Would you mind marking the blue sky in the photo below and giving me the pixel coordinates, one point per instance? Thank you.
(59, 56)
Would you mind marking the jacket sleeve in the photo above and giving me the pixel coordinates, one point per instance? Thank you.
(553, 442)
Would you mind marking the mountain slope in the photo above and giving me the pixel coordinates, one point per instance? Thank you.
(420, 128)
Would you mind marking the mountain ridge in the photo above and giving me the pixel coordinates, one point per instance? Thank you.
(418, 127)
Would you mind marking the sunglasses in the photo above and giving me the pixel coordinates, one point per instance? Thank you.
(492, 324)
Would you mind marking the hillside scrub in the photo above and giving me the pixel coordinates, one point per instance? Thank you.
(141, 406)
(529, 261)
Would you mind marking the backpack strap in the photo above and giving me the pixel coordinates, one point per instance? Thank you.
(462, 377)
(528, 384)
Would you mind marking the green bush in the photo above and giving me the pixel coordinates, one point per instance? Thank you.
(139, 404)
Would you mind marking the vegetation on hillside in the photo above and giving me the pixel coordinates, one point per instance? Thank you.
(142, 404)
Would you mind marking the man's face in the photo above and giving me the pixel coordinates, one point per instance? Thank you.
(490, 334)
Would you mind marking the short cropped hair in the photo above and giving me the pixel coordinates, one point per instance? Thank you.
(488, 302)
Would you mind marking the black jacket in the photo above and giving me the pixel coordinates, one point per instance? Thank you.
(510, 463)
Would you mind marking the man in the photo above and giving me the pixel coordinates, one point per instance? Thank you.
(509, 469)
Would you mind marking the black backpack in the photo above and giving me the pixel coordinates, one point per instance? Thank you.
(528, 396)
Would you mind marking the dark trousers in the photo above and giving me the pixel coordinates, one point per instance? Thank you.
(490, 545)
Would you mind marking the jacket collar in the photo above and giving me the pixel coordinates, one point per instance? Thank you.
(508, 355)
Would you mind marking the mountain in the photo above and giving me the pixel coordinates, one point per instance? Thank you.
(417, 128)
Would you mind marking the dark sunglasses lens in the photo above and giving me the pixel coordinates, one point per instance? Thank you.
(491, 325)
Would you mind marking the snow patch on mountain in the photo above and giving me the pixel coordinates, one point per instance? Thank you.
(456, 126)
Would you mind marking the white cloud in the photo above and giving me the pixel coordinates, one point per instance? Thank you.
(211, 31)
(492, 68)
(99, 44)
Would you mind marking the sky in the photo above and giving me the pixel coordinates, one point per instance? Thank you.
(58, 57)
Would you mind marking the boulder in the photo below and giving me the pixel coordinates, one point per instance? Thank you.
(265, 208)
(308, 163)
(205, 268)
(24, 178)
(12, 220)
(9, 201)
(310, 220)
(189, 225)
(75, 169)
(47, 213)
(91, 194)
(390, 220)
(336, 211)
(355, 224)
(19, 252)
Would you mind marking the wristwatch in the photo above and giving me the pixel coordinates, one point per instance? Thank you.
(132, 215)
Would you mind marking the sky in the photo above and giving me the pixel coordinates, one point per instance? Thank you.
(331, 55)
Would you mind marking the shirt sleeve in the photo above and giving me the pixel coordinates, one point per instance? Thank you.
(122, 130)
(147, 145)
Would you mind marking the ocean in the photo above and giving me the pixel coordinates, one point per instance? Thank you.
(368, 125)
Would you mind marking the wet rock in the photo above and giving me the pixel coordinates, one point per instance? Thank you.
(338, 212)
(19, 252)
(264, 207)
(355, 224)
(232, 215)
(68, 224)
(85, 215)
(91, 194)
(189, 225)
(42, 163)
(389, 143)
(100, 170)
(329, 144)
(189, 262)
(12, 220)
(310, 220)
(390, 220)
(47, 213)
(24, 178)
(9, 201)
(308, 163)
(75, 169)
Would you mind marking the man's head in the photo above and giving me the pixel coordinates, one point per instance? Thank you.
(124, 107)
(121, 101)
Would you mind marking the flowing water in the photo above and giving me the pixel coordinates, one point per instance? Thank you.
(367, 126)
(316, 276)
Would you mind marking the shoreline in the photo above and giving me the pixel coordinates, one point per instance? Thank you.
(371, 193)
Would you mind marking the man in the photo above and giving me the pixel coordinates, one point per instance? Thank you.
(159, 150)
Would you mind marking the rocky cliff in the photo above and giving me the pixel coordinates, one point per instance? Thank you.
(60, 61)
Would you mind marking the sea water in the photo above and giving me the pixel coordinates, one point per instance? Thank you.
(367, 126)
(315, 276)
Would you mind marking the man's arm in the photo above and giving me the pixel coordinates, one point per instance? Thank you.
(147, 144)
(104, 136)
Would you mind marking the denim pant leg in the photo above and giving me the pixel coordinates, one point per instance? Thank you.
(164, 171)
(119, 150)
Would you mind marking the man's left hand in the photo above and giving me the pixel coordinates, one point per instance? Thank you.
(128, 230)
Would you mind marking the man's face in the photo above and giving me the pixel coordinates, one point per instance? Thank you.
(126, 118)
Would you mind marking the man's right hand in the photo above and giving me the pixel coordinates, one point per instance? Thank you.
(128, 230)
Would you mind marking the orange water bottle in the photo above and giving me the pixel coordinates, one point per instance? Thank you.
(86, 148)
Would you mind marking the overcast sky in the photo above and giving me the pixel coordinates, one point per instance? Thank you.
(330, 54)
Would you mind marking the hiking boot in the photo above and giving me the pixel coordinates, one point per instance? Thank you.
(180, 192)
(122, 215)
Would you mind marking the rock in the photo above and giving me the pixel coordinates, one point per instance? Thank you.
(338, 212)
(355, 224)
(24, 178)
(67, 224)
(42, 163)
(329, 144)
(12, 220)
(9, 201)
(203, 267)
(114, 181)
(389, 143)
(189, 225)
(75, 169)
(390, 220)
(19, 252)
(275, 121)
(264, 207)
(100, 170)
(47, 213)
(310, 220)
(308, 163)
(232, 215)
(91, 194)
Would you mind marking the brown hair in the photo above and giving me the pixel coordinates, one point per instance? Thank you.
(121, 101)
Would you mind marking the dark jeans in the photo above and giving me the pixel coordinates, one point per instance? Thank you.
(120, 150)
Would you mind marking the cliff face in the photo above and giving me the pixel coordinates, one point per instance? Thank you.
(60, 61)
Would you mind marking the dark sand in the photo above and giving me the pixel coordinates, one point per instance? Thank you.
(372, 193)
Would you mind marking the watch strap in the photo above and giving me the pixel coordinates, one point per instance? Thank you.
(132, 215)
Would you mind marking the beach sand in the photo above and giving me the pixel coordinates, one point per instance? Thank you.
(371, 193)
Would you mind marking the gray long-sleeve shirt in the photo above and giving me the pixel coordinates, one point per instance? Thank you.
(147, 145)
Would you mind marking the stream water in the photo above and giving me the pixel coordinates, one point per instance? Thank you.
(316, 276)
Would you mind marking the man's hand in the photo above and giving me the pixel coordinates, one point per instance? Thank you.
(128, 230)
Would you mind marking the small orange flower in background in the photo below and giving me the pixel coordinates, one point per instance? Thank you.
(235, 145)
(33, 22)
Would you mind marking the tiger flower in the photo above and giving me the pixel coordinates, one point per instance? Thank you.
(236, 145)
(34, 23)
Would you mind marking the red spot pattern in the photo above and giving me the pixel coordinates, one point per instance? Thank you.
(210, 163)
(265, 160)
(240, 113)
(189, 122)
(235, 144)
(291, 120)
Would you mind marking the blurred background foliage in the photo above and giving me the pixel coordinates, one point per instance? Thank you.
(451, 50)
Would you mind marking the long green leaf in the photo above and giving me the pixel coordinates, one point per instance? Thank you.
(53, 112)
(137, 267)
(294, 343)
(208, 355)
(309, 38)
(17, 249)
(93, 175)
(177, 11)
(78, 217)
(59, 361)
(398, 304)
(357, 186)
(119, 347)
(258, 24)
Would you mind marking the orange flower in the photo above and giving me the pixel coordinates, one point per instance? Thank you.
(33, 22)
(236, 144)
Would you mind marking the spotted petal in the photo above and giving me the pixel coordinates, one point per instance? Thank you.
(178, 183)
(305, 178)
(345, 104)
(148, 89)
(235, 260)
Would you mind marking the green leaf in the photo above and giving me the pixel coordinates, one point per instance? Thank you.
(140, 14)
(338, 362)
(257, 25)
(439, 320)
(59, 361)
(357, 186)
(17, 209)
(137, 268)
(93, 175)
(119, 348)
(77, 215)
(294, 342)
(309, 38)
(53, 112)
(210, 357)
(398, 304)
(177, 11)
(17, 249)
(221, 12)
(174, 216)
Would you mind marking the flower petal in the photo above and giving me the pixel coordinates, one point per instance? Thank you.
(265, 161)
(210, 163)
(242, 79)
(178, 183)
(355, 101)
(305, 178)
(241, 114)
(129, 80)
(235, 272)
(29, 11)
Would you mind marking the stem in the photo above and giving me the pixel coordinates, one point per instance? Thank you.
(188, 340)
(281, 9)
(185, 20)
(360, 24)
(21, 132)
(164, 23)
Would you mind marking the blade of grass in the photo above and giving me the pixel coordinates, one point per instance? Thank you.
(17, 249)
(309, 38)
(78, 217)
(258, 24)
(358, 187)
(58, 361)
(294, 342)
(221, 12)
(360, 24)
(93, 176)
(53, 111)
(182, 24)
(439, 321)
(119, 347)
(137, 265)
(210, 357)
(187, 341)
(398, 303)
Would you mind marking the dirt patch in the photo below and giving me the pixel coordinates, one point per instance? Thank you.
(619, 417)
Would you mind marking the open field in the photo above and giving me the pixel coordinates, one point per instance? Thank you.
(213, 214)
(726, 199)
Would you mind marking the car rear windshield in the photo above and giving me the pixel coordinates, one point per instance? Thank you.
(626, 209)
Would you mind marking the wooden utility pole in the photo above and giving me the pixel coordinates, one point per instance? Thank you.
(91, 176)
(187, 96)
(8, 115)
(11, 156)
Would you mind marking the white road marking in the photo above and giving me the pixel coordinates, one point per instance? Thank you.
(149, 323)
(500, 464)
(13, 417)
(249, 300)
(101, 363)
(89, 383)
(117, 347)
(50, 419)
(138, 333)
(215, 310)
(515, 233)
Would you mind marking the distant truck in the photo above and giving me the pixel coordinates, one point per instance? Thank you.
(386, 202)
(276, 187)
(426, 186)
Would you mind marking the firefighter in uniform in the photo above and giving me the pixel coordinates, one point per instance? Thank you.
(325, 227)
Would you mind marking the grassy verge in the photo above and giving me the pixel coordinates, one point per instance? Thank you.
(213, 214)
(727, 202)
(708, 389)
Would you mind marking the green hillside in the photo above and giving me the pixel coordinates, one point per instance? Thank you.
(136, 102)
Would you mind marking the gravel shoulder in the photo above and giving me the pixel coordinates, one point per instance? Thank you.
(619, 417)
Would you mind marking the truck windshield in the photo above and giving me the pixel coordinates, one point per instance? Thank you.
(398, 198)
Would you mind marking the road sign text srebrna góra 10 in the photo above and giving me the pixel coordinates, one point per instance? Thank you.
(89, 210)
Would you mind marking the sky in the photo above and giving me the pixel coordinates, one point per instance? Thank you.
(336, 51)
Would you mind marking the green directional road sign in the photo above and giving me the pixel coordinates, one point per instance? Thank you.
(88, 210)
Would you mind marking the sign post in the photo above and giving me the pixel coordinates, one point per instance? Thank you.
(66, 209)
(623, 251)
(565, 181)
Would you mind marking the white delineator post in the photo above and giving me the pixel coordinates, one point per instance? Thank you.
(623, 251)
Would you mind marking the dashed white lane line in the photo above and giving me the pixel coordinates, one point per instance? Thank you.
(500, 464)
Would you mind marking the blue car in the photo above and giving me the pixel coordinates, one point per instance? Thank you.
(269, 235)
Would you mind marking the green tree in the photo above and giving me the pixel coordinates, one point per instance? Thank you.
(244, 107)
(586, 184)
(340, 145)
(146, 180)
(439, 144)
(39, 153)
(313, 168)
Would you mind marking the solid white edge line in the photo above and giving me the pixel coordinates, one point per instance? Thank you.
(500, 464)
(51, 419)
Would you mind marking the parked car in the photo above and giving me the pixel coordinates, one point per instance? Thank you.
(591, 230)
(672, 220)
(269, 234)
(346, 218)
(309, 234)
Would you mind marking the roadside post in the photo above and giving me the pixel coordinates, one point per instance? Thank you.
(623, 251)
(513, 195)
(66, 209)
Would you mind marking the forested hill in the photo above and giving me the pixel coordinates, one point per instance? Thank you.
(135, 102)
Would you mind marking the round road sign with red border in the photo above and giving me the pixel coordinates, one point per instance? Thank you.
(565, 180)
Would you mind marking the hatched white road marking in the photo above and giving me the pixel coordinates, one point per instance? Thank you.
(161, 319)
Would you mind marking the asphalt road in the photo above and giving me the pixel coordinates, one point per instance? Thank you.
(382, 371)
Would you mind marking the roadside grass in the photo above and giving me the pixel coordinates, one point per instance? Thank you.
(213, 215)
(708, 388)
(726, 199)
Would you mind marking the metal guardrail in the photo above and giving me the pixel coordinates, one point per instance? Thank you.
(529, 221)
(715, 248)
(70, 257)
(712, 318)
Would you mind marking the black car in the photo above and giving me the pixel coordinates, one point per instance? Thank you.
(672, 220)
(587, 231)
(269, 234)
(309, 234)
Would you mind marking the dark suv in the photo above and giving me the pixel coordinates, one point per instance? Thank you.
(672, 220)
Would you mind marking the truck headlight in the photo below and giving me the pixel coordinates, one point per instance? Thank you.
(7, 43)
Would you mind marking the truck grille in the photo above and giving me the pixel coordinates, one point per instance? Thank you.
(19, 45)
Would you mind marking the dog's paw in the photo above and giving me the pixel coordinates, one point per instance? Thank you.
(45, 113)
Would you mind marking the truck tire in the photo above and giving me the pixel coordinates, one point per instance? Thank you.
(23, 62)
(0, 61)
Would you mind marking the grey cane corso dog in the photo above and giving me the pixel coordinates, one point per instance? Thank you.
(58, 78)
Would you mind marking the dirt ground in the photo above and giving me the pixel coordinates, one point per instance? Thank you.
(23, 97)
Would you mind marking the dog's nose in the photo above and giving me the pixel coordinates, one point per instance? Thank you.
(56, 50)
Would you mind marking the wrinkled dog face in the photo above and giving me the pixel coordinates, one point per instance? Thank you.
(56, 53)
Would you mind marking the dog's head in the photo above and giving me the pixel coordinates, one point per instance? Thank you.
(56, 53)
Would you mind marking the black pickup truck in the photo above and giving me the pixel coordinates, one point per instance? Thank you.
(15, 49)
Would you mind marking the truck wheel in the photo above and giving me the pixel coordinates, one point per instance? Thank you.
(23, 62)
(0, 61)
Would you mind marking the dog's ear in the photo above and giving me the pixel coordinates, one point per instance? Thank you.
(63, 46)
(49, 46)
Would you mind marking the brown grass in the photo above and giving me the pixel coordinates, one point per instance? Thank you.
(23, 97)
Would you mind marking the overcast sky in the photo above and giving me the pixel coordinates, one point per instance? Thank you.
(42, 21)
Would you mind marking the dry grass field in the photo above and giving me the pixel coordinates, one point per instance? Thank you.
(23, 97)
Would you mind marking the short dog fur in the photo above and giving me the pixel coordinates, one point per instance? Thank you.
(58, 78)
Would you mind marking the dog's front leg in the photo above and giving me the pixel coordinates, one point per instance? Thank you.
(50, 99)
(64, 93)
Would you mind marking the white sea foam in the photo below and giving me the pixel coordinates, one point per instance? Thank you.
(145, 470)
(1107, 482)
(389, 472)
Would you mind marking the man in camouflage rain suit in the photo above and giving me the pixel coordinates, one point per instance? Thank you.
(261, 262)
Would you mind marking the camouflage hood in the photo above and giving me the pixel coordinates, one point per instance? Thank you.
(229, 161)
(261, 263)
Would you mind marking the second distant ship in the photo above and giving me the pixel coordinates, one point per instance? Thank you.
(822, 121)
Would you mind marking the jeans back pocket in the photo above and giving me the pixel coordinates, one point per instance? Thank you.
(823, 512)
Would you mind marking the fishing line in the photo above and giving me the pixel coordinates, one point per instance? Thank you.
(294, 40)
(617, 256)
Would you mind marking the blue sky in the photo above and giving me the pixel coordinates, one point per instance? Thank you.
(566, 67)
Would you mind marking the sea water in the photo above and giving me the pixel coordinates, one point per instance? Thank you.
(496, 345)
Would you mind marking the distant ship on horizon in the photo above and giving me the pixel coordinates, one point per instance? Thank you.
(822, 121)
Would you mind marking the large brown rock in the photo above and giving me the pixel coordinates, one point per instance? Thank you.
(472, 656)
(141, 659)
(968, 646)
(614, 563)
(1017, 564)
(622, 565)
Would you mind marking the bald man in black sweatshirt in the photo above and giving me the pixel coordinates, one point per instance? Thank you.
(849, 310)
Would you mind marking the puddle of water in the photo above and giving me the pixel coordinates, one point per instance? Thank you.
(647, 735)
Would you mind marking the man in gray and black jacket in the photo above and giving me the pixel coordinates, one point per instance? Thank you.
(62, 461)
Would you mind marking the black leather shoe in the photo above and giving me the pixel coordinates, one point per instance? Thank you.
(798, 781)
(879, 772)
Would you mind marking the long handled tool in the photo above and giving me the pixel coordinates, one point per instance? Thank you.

::::::

Given request »
Exactly and exclusively, repeat the lines from the line that contains "Would you mind marking the large" through the end of the records, both ends included.

Reply »
Would you mind marking the large brown rock in the photo above and giving me the pixel coordinates, one point per instance? Thank you.
(472, 656)
(141, 659)
(968, 646)
(614, 563)
(1017, 564)
(622, 565)
Would you mind marking the bald man in black sweatshirt in the photo above and giving me the pixel coordinates, one point per instance? Thank you.
(849, 310)
Would you mind marking the puddle of water in the photo above and giving me the pixel coordinates, one point per instance? Thank you.
(647, 735)
Would you mind marking the man in gray and black jacket in the photo above and giving me the pixel coordinates, one point per instance? Thank you.
(62, 461)
Would you mind marking the black leather shoe in the photo above and giving me the pixel coordinates, one point per instance? Thank you.
(798, 781)
(879, 772)
Would you mind marking the long handled tool in the photo above and giving me the pixel coordinates, one point per instance? Thank you.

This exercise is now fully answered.